- DOCUMENTO:
Por fim, a oferta no mercado doméstico é controlada pela TRQ. Com ela, os EUA permitem a importação de açúcar isenta de tarifas de 41 países, algo em torno de 13% do consumo interno. O teto estabelecido pelo Congresso é de 1,39 milhões de tm para importações. Se ele for ultrapassado, o USDA perde a autoridade de controlar as vendas domésticas5 5 Na seção 1403 da Farm Security and Rural Investment Act of 2002, o teto é de 1.532 milhões de short tons, equivalentes à quantidade mencionada em tm. . Com isso, muito provavelmente ocorreria superprodução e queda dos preços domésticos abaixo da loan rate, prejudicando produtores e aumentando os gastos governamentais com esse programa que, sob condições normais, não tem custo direto para o governo.

- LISTA DE TAREFAS:
a - Indique se cada afirmação concorda com o texto sobre o mercado de açúcar dos EUA: (i) a TRQ permite a importação de açúcar isenta de tarifas de 41 países; (ii) o teto para importações é fixado pelo USDA; (iii) sob condições normais, o programa tem custo direto para o governo. Responda sim ou não e cite as palavras decisivas do texto.
b - Dê a continuação do texto sobre o mercado de açúcar dos EUA, a partir da última frase apresentada.
Os registros são um material à parte, independente do texto sobre o mercado de açúcar dos EUA.

- Registros do conjunto de anotações por pontos:
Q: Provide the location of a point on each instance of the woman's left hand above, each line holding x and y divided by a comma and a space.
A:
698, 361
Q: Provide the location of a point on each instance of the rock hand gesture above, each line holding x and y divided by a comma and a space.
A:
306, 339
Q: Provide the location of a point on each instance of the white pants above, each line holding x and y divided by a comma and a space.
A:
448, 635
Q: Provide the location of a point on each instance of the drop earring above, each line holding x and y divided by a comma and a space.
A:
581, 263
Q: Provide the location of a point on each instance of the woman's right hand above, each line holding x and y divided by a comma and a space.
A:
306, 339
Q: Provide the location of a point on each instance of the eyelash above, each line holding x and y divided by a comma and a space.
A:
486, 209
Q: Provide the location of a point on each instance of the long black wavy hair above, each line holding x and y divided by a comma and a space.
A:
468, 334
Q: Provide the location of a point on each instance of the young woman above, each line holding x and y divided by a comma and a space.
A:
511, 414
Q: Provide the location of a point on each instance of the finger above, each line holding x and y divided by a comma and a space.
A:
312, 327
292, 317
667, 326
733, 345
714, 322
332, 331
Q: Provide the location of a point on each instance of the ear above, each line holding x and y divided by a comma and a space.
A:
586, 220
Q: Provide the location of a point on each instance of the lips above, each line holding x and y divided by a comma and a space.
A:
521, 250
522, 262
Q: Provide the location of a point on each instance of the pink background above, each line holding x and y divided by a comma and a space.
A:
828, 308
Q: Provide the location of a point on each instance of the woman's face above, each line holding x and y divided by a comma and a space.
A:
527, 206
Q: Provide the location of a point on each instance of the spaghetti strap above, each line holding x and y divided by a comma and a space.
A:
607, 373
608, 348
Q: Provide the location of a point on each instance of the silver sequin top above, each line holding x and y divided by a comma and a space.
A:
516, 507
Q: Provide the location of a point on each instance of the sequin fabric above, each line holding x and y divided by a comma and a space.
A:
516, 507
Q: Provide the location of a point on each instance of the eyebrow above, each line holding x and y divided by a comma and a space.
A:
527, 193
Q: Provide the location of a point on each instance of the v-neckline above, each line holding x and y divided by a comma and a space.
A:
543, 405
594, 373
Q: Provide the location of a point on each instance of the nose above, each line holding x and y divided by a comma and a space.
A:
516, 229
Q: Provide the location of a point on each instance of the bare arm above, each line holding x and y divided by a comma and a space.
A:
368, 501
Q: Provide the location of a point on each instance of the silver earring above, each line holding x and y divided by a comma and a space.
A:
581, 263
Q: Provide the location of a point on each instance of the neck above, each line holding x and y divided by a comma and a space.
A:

- RESPOSTAS POR TAREFA:
a -
(i) Sim: "os EUA permitem a importação de açúcar isenta de tarifas de 41 países".
(ii) Não: "O teto estabelecido pelo Congresso é de 1,39 milhões de tm para importações".
(iii) Não: "sob condições normais, não tem custo direto para o governo".

b -
Assim, o cerne da queixa dos produtores de açúcar norte-americanos era que a expansão da quota dos países centro-americanos seria um passo na direção da superação do teto de importação estabelecido pelo Congresso. Na verdade, as quotas atuais fornecidas pelos EUA são de 1,13 milhões de tm e a diferença entre este valor e o teto legislado, 260 mil tm, é uma reserva (buffer) que se teme perder por duas razões (Olson, 2005; Haley e Ali, 2007). Primeira, a partir de 2008 o México poderá exportar quantidades ilimitadas de açúcar aos EUA sob o NAFTA. Segunda, uma vez que a proliferação de acordos comerciais é uma estratégia enfatizada pela administração, há o receio de que novos acordos bilaterais e regionais tragam benefícios adicionais que, acumuladas, poderão por o terceiro pilar em risco e levar todo o programa a pique. Nas palavras de Jack Roney, diretor de economia e análise política da American Sugar Alliance, "no longo-prazo, o CAFTA-DR é apenas a ponta do iceberg. Atrás dos países do CAFTA-DR, 21 outros países exportadores estão (...) esperando para fazer acordo com os EUA" (Ways and Means, 2005: 130). Daí os esforços pela rejeição do CAFTA-DR: "consideramos o CAFTA-DR uma questão de vida ou morte" (Ways and Means, 2005: 130). Esta segunda razão é de fato um desafio à política agrícola norteamericana, como demonstra o gráfico 1 abaixo. O aumento do acesso ao mercado norte-americano concedido aos parceiros do acordo não ocorrerá em detrimento dos outros países que usufruem das quotas.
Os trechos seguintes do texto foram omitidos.